◆ Work request
Decide whether each statement below agrees with the interview about Mel Gibson's film Hacksaw Ridge, answering yes or no and quoting the words of the interview that settle it. 1. Doss received the Congressional Medal of Honor from President Harry Truman. 2. Gibson regards Hacksaw Ridge as a war film. 3. Hacksaw Ridge had a larger budget than Braveheart.

◆ Text excerpt
Mel Gibson's new WWII movie celebrates real heroes
Director Mel Gibson returns with a WWII movie that celebrates pacifism
While Mel Gibson has been persona non grata for several years in Hollywood, no one can say he is not a good director.
With Hacksaw Ridge, his latest film opening here tomorrow, maybe all is forgiven. Ultimately, Hollywood is a business.
Gibson, 61, tells the story of Desmond Doss, a religious man who enlisted in the army voluntarily as a medic, even though he had no intention of firing a shot.
In the final days of the ferorcious battle for the Japanese island of Okinawa in 1945, Doss single-handedly saved 75 men under fire without a gun.
The skinny pacifist had been ridiculed by fellow soldiers during training, mistrusted as a liability in the field and abused every step of the way.
But he earned their admiration at Hacksaw Ridge - a heavily fortified cliff with machine gun nests, booby traps and Japanese soldiers hiding in caves - when he refused to seek cover, did not retreat with his battalion, and repeatedly ran into the kill zone to drag his compatriots out of harm's way.
In the movie, Andrew Garfield plays Doss, who was awarded the Congressional Medal of Honor from President Harry Truman in October 1945.
What touched you most about the story?
In a cinematic landscape overrun with fictional "superheroes", I thought it was time to celebrate a real one.
I don't see it as a war film, I see it as a love story, and not a romantic love story. About the love that a person has, wanting to never harm his brother.
In the hell of war, when most men descend to the levels of an animal, this guy hones his own level of spirituality, and is able to display love.
This guy is so transcendent to what was going on around him and was so heroic in his need to save life right in the place where it was being taken.
People are calling this your comeback. What do you say about that?
I don't feel like it's some kind of comeback. It's the first time I have stepped back into the saddle as a director in a while, and it's kind of like riding a bike.
But I had been busy writing and developing stuff.
Traditionally, people have not been too willing to back the things that I wanted to generate from myself, so I used to put my hand in my pocket and in that way, they worked.
Nothing has happened for a long time because I wasn't willing to take the risk, because you can get burned too. Of course, I dabbled in acting here and there (laughs), so it was not all bad.
I also got a chance to perfect my fly-fishing technique (laughs), be a hands-on dad and work on myself.
What were the challenges of shooting?
You are not doing medieval battle where it's man versus man with blunt objects. You are doing explosions and bullets and stuff like that. It's all a little more technically demanding.
Camera angles have to be different for that kind of stuff. We were going as fast as we could with a budget that was about 20 per cent less than what I had on Braveheart (1995) ,which was also shot in about half the time.
Do you miss the times you were one of the most sought-after actors?
What I do is seek to fulfil my creative life. And I have the rest of my life - kids, romantic stuff - it seems to be in pretty good order. Those other celebrity concerns, I think they faded far away and even at the time, they weren't what they were cracked up to be. So I am just jaded (laughs).

◆ Information shown
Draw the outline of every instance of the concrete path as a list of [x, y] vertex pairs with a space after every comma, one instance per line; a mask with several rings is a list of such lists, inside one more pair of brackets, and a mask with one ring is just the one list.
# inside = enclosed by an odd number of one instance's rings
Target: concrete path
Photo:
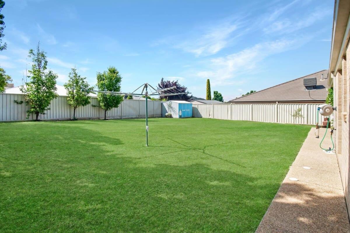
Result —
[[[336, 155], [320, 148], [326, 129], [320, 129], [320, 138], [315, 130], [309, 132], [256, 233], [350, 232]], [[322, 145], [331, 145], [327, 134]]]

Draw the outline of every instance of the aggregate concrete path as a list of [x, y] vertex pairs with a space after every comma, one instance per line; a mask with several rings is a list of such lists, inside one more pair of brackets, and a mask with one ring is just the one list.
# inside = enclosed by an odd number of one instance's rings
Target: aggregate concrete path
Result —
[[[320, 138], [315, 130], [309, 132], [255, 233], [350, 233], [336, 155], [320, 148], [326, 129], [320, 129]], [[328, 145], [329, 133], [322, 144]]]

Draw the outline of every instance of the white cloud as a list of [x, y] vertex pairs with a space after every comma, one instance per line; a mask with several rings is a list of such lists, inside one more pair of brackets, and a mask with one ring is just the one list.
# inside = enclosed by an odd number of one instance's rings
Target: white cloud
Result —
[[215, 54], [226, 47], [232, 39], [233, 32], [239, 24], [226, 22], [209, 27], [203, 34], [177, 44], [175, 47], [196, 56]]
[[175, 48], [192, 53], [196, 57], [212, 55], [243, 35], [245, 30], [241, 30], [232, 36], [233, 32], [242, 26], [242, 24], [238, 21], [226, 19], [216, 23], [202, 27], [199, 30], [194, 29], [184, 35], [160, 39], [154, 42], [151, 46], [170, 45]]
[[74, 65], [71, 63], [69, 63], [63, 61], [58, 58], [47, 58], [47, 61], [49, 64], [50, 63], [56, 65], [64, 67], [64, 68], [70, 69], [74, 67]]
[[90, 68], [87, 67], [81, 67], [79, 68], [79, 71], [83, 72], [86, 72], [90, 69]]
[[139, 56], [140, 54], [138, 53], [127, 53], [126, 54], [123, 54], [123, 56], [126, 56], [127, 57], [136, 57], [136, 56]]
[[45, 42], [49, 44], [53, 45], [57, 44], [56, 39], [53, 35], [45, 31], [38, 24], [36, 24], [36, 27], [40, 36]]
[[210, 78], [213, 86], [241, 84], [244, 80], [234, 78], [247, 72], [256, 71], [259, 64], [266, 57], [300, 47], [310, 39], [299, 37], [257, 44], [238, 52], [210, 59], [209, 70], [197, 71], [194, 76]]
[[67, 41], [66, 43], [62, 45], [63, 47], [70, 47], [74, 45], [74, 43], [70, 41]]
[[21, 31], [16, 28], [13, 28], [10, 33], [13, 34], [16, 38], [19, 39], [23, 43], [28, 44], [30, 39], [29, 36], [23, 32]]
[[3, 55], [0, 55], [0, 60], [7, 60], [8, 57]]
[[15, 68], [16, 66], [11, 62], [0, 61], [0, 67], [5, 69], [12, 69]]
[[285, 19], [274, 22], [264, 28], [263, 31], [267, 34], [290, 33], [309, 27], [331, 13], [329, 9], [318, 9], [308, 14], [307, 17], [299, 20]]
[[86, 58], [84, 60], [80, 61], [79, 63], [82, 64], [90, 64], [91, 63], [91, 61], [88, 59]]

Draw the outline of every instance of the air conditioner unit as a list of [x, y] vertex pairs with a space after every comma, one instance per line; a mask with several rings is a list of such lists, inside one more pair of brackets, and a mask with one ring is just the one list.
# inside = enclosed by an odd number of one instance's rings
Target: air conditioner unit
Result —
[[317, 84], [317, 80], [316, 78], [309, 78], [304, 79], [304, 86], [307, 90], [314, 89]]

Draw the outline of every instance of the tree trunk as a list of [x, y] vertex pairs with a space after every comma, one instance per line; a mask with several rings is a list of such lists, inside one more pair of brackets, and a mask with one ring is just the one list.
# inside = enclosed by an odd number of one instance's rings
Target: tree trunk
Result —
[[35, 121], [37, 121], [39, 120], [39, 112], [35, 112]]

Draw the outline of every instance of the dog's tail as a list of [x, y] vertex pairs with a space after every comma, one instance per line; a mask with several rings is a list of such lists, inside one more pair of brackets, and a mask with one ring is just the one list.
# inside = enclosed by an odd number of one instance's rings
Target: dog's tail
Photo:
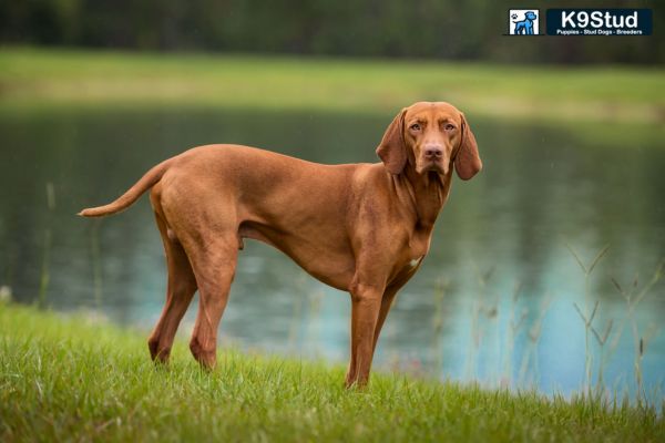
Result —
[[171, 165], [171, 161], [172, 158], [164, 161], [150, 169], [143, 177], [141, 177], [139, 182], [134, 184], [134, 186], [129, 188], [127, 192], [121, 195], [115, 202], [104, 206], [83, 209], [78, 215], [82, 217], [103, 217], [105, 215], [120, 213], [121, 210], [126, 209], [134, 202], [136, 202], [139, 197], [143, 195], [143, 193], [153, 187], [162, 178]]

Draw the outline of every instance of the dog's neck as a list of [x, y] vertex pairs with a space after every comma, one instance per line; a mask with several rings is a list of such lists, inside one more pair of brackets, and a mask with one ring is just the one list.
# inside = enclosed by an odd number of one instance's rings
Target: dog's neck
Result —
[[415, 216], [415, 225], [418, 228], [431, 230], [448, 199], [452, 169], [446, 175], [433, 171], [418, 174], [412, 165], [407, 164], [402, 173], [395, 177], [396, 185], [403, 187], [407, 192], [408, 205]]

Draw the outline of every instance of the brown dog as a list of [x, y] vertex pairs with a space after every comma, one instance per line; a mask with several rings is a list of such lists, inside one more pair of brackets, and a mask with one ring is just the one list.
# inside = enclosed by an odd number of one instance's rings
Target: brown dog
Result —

◆ Task response
1. Yes: "who was awarded the Congressional Medal of Honor from President Harry Truman in October 1945"
2. No: "I don't see it as a war film, I see it as a love story"
3. No: "a budget that was about 20 per cent less than what I had on Braveheart"